## BRIEF:
Retype the lines beginning with the one that contains "tool handle in this photo." and continuing through the final line, including both ends.

## DATA PROVIDED:
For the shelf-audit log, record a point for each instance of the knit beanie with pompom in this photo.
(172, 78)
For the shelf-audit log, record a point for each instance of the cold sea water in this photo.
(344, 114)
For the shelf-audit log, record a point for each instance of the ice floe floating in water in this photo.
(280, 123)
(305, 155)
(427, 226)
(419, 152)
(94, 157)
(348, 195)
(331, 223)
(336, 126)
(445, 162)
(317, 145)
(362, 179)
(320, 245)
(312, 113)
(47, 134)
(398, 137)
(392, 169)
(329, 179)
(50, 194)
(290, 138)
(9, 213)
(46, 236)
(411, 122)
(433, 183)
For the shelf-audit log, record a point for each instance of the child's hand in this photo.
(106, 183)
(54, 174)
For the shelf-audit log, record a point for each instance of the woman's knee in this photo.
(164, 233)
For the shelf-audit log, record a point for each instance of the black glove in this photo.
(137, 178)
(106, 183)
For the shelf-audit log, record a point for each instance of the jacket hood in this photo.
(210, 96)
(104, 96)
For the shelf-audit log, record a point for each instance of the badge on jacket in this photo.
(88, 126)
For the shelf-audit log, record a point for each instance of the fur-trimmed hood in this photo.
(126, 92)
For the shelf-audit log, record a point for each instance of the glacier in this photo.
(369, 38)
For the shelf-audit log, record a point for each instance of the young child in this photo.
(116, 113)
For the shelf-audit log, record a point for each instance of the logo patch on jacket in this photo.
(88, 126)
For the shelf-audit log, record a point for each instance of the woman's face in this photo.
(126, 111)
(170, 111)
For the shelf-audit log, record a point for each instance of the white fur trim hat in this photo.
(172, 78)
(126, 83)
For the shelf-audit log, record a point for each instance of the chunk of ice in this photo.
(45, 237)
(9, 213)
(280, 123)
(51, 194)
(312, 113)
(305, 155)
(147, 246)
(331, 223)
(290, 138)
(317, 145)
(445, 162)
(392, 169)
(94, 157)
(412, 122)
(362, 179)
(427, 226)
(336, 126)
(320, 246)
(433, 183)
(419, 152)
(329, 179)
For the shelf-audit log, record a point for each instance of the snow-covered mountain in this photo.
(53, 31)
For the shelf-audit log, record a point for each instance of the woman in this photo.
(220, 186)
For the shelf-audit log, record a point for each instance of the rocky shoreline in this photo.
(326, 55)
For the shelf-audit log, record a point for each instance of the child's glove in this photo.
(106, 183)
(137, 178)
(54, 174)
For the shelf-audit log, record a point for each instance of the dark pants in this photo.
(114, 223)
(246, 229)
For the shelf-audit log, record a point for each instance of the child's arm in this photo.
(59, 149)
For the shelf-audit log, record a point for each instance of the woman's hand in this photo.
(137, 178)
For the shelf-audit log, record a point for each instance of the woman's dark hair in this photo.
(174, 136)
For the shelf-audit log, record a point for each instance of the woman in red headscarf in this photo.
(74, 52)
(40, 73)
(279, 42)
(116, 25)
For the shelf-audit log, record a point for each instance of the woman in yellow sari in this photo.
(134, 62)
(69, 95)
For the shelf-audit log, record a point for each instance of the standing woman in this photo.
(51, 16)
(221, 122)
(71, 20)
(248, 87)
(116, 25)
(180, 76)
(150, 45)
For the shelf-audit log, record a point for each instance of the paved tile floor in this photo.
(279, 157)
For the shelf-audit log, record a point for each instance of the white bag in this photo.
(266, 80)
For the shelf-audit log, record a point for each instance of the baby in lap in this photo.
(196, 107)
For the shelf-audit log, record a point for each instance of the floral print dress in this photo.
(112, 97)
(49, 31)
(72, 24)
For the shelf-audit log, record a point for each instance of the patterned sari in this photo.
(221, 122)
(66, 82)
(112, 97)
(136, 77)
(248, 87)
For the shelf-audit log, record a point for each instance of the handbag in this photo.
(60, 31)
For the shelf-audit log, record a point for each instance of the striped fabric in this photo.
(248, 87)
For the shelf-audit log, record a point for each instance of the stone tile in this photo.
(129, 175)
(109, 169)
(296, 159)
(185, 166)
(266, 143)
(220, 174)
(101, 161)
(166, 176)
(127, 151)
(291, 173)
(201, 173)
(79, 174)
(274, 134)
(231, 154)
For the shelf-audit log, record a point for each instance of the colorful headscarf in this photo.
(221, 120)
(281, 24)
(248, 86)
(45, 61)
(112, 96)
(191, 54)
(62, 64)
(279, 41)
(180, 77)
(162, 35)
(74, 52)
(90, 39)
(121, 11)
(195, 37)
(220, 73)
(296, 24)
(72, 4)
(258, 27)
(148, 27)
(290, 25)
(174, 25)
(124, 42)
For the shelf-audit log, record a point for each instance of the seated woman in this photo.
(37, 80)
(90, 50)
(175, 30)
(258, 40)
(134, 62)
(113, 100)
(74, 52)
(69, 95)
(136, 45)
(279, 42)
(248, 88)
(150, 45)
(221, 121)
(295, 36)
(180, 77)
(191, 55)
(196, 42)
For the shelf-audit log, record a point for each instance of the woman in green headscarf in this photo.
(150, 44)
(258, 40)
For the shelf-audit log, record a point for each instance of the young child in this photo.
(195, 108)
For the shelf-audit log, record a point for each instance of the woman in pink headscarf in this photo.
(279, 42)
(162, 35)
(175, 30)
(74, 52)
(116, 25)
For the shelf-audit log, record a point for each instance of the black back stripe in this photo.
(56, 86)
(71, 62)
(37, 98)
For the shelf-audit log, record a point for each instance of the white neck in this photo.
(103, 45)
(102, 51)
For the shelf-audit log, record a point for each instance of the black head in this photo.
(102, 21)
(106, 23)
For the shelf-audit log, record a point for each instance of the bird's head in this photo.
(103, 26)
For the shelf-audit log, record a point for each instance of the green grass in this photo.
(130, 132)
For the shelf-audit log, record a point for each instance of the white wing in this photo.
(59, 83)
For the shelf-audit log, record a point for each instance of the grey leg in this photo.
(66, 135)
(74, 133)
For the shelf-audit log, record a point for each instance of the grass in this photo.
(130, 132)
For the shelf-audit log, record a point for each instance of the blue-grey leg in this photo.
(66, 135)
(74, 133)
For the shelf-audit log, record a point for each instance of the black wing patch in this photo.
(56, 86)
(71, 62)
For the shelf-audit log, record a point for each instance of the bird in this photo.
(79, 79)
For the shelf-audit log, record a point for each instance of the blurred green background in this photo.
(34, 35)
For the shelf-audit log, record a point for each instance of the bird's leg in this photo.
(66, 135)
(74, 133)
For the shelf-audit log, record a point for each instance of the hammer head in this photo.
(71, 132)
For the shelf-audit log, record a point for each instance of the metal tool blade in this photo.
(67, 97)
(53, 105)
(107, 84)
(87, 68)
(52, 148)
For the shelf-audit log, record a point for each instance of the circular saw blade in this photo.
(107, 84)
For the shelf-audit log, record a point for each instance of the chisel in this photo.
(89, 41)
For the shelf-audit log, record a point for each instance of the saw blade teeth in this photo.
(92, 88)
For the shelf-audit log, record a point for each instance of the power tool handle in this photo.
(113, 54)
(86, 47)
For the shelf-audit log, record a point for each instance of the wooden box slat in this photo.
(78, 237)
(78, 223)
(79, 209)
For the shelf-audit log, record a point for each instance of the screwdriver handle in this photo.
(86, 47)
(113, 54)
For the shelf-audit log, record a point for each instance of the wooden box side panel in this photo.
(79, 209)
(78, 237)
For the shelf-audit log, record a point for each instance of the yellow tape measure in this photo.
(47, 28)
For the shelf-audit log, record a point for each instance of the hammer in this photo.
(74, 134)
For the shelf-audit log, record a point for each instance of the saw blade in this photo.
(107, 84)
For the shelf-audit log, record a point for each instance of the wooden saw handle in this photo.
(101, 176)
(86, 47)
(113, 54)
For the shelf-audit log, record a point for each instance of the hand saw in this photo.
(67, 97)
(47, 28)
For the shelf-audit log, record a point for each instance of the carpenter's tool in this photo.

## SOLVED PROBLEM:
For the shelf-audit log, record a point for each instance of the power tool handle in this photo.
(113, 54)
(86, 47)
For the shelf-audit log, record a point for each instance of the wooden box slat in this photo.
(78, 237)
(78, 223)
(79, 209)
For the shelf-audit log, record a point for each instance of the screwdriver handle in this photo.
(86, 47)
(113, 54)
For the shelf-audit log, record a point for each instance of the wooden box side panel in this photo.
(79, 209)
(78, 237)
For the shelf-audit log, record a point for each instance of the yellow tape measure in this photo.
(47, 28)
For the shelf-audit log, record a point for each instance of the hammer in this photo.
(74, 134)
For the shelf-audit log, record a point for each instance of the saw blade in this photo.
(107, 84)
For the shelf-audit log, record a point for each instance of the wooden saw handle in this photo.
(101, 176)
(86, 47)
(113, 54)
For the shelf-audit log, record a point for each instance of the hand saw in this photo.
(67, 97)
(47, 28)
For the shelf-audit log, record a point for each instance of the carpenter's tool in this photo.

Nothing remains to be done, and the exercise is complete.